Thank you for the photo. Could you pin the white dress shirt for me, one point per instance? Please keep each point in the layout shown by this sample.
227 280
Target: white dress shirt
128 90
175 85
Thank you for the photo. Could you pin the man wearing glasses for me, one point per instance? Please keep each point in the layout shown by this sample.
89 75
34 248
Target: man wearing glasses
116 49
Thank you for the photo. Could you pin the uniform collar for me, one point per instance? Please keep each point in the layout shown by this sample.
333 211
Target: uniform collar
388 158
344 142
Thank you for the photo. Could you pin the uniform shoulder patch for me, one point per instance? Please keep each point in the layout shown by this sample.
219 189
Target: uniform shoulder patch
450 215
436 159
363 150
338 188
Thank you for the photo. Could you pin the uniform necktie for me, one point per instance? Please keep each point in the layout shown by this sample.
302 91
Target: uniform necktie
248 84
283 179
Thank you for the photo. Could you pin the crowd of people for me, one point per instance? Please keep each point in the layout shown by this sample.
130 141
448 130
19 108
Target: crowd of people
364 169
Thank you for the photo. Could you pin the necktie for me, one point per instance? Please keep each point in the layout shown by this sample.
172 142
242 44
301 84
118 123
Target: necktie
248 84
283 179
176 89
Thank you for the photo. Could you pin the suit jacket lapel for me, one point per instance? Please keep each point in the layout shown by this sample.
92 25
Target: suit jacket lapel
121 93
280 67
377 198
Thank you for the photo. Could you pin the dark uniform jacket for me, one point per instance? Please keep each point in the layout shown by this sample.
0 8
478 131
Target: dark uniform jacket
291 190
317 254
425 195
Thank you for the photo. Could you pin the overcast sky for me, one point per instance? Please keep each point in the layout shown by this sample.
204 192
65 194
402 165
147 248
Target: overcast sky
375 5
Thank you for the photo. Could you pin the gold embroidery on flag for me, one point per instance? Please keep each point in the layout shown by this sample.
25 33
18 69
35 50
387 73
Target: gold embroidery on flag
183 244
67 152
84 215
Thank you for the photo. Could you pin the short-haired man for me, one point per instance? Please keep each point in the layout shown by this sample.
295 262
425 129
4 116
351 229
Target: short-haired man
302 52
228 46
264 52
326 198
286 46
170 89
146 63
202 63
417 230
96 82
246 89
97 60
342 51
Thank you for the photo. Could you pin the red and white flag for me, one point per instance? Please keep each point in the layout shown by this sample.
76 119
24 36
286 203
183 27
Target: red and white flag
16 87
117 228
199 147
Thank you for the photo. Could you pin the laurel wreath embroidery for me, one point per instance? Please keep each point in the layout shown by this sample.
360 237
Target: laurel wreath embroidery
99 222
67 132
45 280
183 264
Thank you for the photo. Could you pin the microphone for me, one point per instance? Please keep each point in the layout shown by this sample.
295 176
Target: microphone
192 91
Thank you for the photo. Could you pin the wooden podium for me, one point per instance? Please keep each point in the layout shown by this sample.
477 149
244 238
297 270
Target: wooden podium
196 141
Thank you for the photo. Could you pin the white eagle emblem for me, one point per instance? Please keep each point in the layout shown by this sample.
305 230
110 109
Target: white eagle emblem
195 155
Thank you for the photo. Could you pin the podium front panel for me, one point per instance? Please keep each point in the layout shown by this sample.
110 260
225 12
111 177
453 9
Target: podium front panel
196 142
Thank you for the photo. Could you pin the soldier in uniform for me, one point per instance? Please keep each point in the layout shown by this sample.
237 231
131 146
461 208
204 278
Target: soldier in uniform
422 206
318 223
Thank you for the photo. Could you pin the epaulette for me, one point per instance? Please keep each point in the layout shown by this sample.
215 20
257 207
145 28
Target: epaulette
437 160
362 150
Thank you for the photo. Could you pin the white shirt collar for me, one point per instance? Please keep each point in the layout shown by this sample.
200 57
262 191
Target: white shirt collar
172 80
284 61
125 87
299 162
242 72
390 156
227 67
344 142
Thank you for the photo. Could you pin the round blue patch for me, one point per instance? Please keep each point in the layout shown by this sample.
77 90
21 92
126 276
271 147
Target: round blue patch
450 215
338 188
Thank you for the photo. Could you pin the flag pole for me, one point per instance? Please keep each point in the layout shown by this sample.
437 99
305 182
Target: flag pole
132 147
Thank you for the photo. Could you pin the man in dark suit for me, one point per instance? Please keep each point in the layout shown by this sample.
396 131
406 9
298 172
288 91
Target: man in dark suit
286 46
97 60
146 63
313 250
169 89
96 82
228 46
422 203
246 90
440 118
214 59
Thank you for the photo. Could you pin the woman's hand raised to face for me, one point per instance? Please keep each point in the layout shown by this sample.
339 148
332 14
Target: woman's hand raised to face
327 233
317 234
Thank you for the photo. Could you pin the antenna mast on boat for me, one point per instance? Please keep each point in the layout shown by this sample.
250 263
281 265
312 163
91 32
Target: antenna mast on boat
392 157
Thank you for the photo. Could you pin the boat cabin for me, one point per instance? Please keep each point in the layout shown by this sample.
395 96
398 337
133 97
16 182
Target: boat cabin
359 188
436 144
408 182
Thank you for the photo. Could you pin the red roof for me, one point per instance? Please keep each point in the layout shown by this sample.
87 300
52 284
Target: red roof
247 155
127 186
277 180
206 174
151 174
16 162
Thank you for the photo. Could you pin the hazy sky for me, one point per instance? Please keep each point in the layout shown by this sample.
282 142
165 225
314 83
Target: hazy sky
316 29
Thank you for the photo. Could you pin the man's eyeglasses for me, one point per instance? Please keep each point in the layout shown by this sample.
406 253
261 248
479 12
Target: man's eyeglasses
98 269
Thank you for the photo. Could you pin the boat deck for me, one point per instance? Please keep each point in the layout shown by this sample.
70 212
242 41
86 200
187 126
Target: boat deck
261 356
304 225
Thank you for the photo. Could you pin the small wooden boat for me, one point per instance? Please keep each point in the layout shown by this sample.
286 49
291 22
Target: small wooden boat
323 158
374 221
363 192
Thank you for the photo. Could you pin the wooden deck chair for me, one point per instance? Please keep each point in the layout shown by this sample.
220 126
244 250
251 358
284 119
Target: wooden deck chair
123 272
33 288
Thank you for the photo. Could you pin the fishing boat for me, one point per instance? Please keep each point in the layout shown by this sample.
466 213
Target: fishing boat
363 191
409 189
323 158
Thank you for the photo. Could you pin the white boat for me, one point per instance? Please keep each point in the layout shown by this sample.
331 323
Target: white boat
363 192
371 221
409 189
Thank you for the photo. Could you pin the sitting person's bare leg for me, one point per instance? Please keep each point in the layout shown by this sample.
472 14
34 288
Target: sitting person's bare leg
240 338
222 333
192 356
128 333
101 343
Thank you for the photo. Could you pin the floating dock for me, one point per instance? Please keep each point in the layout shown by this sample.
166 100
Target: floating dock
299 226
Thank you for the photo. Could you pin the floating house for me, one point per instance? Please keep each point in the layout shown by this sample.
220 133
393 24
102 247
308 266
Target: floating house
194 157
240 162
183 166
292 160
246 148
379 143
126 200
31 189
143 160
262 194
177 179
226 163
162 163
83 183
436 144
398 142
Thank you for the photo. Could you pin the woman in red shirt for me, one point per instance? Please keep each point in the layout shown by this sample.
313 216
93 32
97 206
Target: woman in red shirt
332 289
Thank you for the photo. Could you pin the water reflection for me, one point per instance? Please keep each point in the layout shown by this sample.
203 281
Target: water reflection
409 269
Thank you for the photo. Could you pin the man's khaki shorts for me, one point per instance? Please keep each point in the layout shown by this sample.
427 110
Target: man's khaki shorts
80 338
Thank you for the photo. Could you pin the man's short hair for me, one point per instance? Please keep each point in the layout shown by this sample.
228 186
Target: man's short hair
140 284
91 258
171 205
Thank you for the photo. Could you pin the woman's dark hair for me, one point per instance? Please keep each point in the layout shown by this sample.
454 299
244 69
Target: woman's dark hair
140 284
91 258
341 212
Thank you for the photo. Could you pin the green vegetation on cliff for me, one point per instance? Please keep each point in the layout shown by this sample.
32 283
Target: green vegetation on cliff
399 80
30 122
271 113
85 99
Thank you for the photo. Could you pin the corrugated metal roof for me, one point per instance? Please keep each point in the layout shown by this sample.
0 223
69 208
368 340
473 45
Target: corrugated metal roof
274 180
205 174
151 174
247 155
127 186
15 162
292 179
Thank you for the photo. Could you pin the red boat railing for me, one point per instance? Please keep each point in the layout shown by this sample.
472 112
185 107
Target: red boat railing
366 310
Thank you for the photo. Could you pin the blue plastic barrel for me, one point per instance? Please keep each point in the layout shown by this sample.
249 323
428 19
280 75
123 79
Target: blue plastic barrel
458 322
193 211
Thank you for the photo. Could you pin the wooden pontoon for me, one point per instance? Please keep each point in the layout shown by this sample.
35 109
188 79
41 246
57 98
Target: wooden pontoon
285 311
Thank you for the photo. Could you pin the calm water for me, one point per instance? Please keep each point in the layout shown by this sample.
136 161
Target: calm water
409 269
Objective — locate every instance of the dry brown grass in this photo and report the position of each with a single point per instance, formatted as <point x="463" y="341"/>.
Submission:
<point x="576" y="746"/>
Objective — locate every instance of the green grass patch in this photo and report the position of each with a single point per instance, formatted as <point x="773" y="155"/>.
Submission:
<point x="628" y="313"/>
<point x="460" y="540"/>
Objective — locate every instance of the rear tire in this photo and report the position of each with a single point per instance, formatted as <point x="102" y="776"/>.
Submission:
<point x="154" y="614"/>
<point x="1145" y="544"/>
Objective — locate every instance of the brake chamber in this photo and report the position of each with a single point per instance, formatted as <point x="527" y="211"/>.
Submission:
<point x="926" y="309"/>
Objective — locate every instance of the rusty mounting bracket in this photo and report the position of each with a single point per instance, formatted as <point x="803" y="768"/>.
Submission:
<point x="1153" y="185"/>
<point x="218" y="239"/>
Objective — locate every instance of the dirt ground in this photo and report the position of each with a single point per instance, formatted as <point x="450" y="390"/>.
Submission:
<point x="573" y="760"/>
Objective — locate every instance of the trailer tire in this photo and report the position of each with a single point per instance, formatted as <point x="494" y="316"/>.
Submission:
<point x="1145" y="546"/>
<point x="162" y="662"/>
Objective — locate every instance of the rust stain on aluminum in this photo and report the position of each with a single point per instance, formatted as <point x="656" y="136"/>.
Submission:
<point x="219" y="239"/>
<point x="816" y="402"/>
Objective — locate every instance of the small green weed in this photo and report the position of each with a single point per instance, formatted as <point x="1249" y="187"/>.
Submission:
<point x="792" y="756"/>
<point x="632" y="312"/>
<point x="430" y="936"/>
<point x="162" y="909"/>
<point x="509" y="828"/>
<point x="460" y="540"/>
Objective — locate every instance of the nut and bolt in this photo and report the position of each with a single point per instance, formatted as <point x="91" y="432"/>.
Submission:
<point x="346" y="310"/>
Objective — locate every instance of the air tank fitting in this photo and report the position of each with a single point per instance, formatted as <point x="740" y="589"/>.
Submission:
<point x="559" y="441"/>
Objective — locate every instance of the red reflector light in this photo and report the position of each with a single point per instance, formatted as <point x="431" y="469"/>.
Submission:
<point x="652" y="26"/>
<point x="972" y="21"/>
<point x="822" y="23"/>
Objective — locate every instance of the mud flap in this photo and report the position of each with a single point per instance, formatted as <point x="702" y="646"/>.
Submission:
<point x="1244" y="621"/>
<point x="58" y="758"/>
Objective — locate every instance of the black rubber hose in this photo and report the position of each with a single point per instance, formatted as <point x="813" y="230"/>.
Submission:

# [What to work on]
Only lines that hold the string "grass" belong in the answer, so copy every one of them from the records.

# [Solution for this task]
Objective — locate every instance of the dry brown grass in this photo and report the position of each with a single point per instance, formatted as <point x="463" y="341"/>.
Objective — locate every instance of the green grass patch in this photo and report the position of each with a single point per instance, formatted as <point x="773" y="155"/>.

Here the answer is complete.